* **What you are asked to do**
Repeat the material, starting at its beginning and ending at the line that contains "[187, 90, 248, 177]", switching "street light" to "lamppost" and changing nothing else. Leave the pictures out.

##########

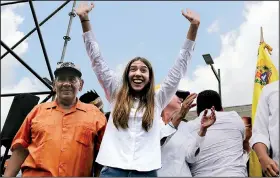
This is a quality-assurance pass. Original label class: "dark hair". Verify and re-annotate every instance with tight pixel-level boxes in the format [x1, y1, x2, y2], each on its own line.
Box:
[196, 90, 223, 116]
[80, 90, 99, 103]
[112, 57, 155, 132]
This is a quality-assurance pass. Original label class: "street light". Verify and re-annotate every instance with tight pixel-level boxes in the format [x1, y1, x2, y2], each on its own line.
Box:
[202, 54, 222, 101]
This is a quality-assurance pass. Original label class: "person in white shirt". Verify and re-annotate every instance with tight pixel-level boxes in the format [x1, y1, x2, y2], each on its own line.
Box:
[76, 3, 200, 177]
[157, 91, 216, 177]
[250, 80, 279, 177]
[187, 90, 248, 177]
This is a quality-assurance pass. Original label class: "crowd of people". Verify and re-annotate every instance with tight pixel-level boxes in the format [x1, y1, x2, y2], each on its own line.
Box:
[1, 2, 279, 177]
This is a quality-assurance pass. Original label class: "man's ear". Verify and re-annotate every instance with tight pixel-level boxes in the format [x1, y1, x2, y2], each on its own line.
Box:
[79, 79, 84, 91]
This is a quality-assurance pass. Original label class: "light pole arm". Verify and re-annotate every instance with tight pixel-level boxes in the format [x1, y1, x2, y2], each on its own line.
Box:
[210, 64, 220, 83]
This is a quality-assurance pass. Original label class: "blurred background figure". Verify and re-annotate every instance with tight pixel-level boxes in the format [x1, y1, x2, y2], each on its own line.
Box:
[80, 90, 104, 113]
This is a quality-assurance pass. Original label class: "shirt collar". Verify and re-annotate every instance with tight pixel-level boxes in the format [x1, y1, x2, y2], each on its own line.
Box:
[46, 99, 86, 112]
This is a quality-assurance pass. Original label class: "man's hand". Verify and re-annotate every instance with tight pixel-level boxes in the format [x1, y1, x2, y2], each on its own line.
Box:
[182, 9, 200, 27]
[259, 156, 279, 177]
[200, 106, 216, 130]
[179, 93, 197, 119]
[75, 2, 94, 20]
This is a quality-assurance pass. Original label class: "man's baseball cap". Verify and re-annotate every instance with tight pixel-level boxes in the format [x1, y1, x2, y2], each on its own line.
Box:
[54, 62, 82, 77]
[155, 85, 190, 100]
[176, 90, 190, 100]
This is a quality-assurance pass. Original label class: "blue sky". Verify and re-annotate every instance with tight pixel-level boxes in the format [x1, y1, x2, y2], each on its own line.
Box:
[9, 1, 244, 110]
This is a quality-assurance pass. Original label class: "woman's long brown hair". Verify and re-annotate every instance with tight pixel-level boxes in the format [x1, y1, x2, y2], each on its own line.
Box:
[112, 57, 155, 132]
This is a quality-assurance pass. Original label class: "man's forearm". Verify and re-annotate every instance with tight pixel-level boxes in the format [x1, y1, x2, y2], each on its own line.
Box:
[171, 112, 186, 128]
[253, 142, 269, 161]
[198, 129, 207, 137]
[187, 24, 198, 41]
[80, 15, 91, 33]
[4, 147, 29, 177]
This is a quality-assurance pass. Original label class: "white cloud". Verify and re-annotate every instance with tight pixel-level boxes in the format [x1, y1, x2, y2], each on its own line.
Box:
[207, 20, 220, 33]
[179, 1, 279, 106]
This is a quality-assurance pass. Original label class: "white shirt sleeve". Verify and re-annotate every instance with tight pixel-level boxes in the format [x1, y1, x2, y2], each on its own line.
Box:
[185, 133, 205, 163]
[83, 31, 120, 102]
[156, 39, 195, 109]
[250, 87, 270, 150]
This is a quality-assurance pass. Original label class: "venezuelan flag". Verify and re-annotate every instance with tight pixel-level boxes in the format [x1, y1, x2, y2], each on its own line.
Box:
[249, 39, 278, 177]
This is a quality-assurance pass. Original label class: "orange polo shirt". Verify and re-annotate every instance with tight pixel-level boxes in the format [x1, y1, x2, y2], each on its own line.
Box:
[11, 100, 107, 177]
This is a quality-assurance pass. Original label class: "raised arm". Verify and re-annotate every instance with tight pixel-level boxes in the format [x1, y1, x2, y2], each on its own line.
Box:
[157, 9, 200, 109]
[250, 88, 279, 177]
[75, 2, 118, 102]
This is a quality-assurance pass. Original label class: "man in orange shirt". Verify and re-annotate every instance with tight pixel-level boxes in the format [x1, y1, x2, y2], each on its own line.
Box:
[4, 62, 106, 177]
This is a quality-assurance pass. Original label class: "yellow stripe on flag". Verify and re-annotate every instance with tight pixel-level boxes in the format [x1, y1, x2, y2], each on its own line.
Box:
[249, 42, 278, 177]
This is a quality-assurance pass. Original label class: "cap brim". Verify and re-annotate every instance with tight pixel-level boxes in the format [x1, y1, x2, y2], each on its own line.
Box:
[176, 90, 190, 100]
[54, 67, 82, 77]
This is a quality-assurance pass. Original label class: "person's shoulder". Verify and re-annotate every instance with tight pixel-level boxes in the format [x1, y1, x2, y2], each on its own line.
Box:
[81, 103, 106, 121]
[216, 111, 241, 119]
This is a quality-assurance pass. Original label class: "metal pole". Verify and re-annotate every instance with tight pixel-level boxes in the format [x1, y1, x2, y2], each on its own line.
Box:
[60, 0, 76, 62]
[1, 0, 70, 59]
[218, 69, 222, 102]
[1, 0, 28, 6]
[210, 64, 220, 82]
[29, 0, 54, 81]
[1, 40, 52, 90]
[1, 91, 52, 97]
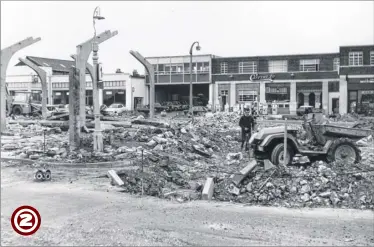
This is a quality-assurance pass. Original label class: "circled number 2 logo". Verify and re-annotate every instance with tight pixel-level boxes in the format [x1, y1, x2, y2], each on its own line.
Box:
[10, 206, 42, 236]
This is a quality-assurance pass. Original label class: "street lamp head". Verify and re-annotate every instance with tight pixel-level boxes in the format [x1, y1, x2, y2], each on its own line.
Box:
[94, 16, 105, 20]
[93, 6, 105, 20]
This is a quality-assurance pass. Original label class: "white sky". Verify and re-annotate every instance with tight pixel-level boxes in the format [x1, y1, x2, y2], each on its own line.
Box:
[1, 1, 374, 73]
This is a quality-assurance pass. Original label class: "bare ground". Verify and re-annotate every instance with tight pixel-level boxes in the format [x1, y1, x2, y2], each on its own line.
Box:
[1, 163, 374, 246]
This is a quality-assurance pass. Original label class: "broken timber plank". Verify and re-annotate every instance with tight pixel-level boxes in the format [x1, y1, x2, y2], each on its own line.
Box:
[232, 160, 257, 186]
[202, 178, 214, 200]
[108, 170, 125, 186]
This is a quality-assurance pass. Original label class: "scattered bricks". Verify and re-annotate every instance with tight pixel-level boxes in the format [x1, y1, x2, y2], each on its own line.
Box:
[153, 144, 164, 151]
[3, 143, 18, 150]
[264, 160, 275, 171]
[246, 182, 252, 192]
[240, 160, 257, 177]
[301, 193, 310, 202]
[153, 136, 168, 144]
[300, 180, 308, 186]
[108, 170, 125, 186]
[319, 191, 331, 198]
[192, 145, 212, 157]
[226, 152, 243, 160]
[229, 184, 240, 196]
[202, 178, 214, 200]
[231, 174, 245, 186]
[148, 155, 160, 162]
[29, 154, 39, 160]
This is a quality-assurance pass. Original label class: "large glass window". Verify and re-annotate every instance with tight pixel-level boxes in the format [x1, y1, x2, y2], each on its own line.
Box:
[300, 59, 319, 72]
[239, 61, 257, 74]
[329, 81, 339, 92]
[221, 62, 228, 74]
[349, 51, 364, 66]
[269, 60, 288, 73]
[333, 57, 340, 71]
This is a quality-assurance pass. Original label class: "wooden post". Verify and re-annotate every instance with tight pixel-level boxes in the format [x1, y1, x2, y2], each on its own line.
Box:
[69, 68, 81, 151]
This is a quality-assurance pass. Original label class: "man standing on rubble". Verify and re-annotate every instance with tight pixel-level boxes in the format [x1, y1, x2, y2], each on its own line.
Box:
[239, 108, 255, 151]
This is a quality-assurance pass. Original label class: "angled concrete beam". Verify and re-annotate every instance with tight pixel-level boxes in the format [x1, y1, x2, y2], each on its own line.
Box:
[19, 58, 48, 120]
[130, 51, 155, 118]
[75, 30, 118, 127]
[0, 37, 41, 132]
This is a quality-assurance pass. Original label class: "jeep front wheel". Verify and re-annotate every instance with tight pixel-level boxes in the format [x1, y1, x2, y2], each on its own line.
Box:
[270, 143, 294, 166]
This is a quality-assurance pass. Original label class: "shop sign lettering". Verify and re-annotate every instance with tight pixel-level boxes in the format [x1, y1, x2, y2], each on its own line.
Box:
[360, 78, 374, 83]
[249, 74, 275, 81]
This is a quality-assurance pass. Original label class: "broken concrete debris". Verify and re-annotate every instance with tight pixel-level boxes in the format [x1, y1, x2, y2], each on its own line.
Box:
[2, 113, 374, 208]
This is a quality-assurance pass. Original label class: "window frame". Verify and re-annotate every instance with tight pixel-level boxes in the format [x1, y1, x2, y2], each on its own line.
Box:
[348, 51, 364, 67]
[238, 89, 258, 102]
[299, 58, 321, 72]
[268, 60, 288, 73]
[220, 62, 229, 74]
[238, 61, 258, 74]
[332, 57, 340, 71]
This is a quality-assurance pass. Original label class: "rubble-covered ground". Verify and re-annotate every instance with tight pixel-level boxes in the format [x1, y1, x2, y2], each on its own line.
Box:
[2, 113, 374, 209]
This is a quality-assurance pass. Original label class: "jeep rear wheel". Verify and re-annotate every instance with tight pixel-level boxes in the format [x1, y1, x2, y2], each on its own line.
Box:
[327, 138, 361, 164]
[270, 143, 294, 166]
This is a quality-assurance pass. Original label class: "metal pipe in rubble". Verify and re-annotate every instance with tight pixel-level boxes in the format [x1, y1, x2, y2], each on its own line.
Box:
[283, 118, 287, 167]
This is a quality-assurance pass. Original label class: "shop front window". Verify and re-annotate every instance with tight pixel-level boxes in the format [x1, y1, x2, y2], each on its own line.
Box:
[239, 90, 257, 102]
[265, 85, 290, 102]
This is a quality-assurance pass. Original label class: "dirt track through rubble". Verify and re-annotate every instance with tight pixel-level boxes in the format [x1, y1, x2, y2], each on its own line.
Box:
[1, 164, 374, 246]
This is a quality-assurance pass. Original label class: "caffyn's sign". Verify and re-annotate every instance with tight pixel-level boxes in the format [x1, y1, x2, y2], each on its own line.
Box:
[249, 74, 275, 81]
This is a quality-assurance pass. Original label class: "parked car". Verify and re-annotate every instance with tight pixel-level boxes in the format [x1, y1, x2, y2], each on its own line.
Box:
[296, 105, 313, 116]
[161, 101, 173, 112]
[103, 103, 126, 116]
[155, 103, 168, 112]
[181, 101, 190, 110]
[171, 101, 183, 111]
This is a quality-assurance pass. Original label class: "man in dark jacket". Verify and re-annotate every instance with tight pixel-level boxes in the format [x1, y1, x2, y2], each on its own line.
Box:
[239, 108, 255, 151]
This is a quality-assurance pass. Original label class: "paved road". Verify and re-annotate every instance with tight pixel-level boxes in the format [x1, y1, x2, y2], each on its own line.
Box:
[1, 168, 374, 246]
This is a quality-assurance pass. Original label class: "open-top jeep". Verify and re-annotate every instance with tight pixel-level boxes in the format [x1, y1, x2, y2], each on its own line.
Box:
[249, 113, 373, 165]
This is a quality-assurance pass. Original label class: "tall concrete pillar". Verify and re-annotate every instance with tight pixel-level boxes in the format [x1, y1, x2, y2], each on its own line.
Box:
[214, 82, 221, 111]
[290, 81, 297, 115]
[0, 37, 41, 132]
[99, 89, 104, 106]
[229, 82, 236, 107]
[208, 83, 214, 105]
[304, 93, 310, 106]
[339, 76, 348, 114]
[322, 80, 329, 114]
[47, 75, 53, 105]
[260, 82, 266, 103]
[314, 92, 321, 109]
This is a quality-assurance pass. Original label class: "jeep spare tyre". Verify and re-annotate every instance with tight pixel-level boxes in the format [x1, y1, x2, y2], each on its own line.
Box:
[270, 143, 294, 166]
[327, 138, 361, 164]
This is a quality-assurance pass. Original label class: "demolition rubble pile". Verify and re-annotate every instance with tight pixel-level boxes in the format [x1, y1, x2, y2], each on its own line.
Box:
[2, 113, 374, 208]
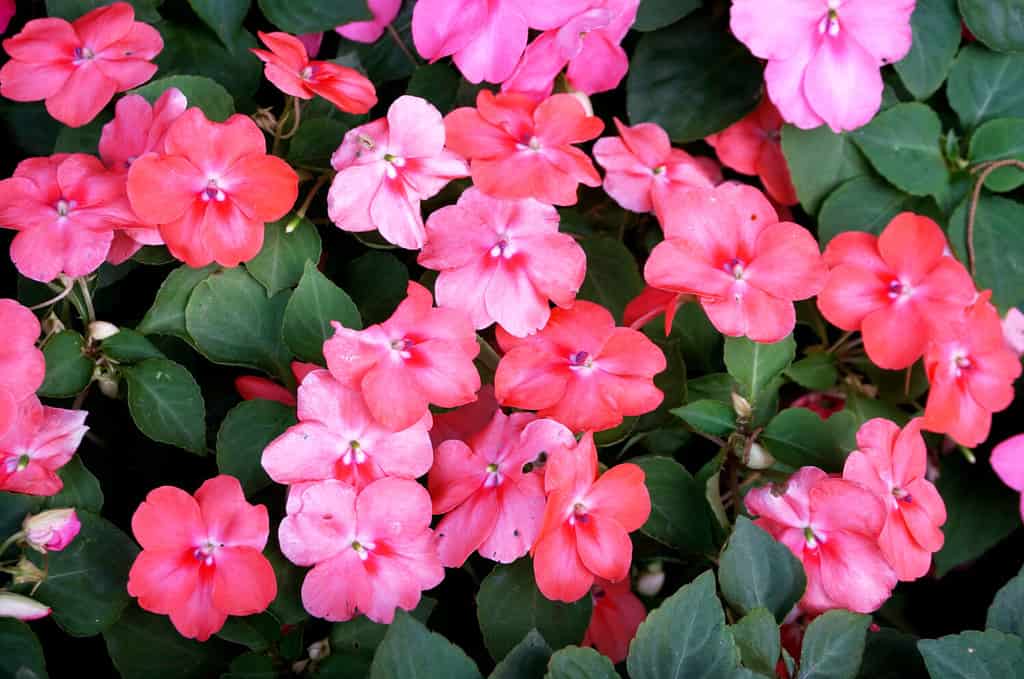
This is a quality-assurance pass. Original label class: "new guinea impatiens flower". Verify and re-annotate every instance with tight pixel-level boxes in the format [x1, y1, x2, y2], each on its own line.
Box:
[644, 183, 826, 342]
[128, 474, 278, 641]
[418, 187, 587, 337]
[128, 109, 299, 267]
[744, 467, 897, 613]
[730, 0, 915, 132]
[324, 282, 480, 431]
[843, 418, 946, 581]
[594, 118, 722, 223]
[0, 2, 164, 127]
[530, 432, 650, 603]
[327, 95, 469, 250]
[263, 370, 434, 491]
[495, 301, 666, 431]
[278, 478, 444, 624]
[427, 410, 575, 568]
[444, 89, 604, 205]
[249, 31, 377, 114]
[817, 212, 975, 370]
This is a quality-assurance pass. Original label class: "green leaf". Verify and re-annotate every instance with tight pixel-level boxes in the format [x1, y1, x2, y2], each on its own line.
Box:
[284, 262, 362, 363]
[217, 399, 297, 496]
[782, 125, 869, 214]
[627, 570, 739, 679]
[124, 358, 206, 455]
[626, 15, 764, 142]
[895, 0, 961, 100]
[718, 516, 807, 623]
[797, 609, 871, 679]
[918, 630, 1024, 679]
[185, 267, 294, 384]
[39, 330, 93, 398]
[852, 103, 949, 196]
[476, 558, 592, 661]
[370, 610, 481, 679]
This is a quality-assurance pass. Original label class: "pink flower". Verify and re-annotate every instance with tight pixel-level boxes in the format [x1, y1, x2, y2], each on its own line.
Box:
[730, 0, 914, 133]
[419, 187, 587, 337]
[818, 212, 975, 370]
[263, 370, 434, 491]
[744, 467, 897, 613]
[335, 0, 401, 43]
[0, 153, 136, 283]
[644, 183, 825, 342]
[706, 98, 799, 205]
[530, 432, 650, 602]
[324, 283, 480, 431]
[843, 418, 946, 581]
[594, 118, 722, 223]
[428, 411, 575, 568]
[128, 474, 278, 641]
[446, 91, 604, 205]
[0, 2, 164, 127]
[327, 95, 469, 250]
[495, 301, 666, 431]
[279, 478, 444, 624]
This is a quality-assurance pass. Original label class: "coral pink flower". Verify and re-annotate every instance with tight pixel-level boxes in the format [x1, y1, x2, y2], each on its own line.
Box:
[279, 478, 444, 624]
[594, 118, 722, 223]
[843, 418, 946, 581]
[249, 32, 377, 114]
[0, 2, 164, 127]
[583, 578, 647, 665]
[706, 98, 799, 205]
[818, 212, 975, 370]
[744, 467, 897, 613]
[335, 0, 401, 43]
[530, 432, 650, 602]
[923, 292, 1021, 448]
[644, 183, 825, 342]
[730, 0, 914, 132]
[128, 474, 278, 641]
[0, 154, 136, 283]
[263, 370, 434, 491]
[324, 283, 480, 431]
[428, 411, 575, 568]
[419, 187, 587, 337]
[444, 91, 604, 205]
[128, 109, 299, 267]
[327, 95, 469, 250]
[495, 301, 666, 431]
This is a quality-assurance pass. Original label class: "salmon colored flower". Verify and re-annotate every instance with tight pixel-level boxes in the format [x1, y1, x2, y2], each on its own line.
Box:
[530, 432, 650, 603]
[128, 109, 299, 267]
[644, 183, 826, 342]
[495, 301, 666, 431]
[705, 97, 799, 205]
[324, 283, 480, 431]
[263, 370, 434, 491]
[419, 187, 587, 337]
[594, 118, 722, 223]
[327, 95, 469, 250]
[249, 32, 377, 114]
[428, 410, 575, 568]
[128, 474, 278, 641]
[279, 478, 444, 624]
[923, 292, 1021, 448]
[818, 212, 975, 370]
[0, 2, 164, 127]
[446, 91, 604, 205]
[744, 467, 897, 613]
[843, 418, 946, 581]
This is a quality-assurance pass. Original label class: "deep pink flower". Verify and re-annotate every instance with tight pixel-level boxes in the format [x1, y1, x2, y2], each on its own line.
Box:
[327, 95, 469, 250]
[419, 187, 587, 337]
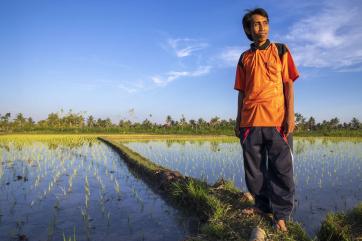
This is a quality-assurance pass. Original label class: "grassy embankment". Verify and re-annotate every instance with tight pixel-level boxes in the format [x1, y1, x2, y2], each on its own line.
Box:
[102, 138, 310, 241]
[99, 135, 362, 241]
[0, 134, 362, 241]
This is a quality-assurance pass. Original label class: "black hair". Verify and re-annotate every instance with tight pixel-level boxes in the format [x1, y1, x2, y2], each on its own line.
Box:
[243, 8, 269, 41]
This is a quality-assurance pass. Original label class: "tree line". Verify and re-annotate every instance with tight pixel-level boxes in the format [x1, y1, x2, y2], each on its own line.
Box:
[0, 110, 362, 136]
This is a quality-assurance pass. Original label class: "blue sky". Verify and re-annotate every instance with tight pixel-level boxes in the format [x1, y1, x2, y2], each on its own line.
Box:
[0, 0, 362, 122]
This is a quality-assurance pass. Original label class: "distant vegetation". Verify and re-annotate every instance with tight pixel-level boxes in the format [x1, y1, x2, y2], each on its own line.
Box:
[0, 110, 362, 137]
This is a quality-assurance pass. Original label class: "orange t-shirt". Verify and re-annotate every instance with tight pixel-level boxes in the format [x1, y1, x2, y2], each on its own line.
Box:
[234, 40, 299, 127]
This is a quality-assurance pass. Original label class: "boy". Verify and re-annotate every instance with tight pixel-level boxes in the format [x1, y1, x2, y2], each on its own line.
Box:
[234, 8, 299, 231]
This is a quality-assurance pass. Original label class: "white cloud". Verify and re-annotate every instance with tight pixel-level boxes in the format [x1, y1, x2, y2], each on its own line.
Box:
[285, 1, 362, 70]
[217, 47, 248, 67]
[151, 66, 211, 86]
[117, 81, 144, 94]
[167, 38, 209, 58]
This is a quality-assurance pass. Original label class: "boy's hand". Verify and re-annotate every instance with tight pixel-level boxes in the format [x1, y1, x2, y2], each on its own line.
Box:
[234, 125, 240, 138]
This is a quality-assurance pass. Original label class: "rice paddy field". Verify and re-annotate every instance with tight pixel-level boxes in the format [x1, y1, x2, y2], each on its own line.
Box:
[0, 136, 190, 241]
[0, 135, 362, 241]
[121, 138, 362, 237]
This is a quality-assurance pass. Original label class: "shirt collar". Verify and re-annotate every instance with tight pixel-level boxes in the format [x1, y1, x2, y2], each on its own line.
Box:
[250, 39, 270, 51]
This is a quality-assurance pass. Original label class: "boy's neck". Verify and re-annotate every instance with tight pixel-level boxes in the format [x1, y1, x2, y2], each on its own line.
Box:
[254, 39, 268, 47]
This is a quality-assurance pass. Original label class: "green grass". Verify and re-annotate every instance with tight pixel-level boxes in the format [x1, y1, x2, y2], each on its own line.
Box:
[318, 202, 362, 241]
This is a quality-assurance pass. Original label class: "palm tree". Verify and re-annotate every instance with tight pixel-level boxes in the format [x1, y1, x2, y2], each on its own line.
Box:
[166, 115, 173, 127]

##########

* **Finished task**
This is a quality-assurance pass. Original label class: "dark hair". Verify and re-annotate every instance with tight pixel-level boxes in the format [x1, y1, x2, y2], each on its own line.
Box:
[196, 90, 223, 116]
[80, 90, 99, 103]
[112, 57, 155, 132]
This is a quality-assurance pass. Original label class: "lamppost". Verify and re-annotate every instance with tight pixel-level boxes in the format [x1, y1, x2, y2], each on its own line.
Box:
[202, 54, 222, 101]
This is a quality-assurance pass. Original label class: "person in white shirt". Verify and re-annotate every instance with tight pixel-level boxes in the format [x1, y1, x2, y2], each on its own line.
Box:
[76, 3, 200, 177]
[157, 91, 216, 177]
[250, 80, 279, 177]
[187, 90, 248, 177]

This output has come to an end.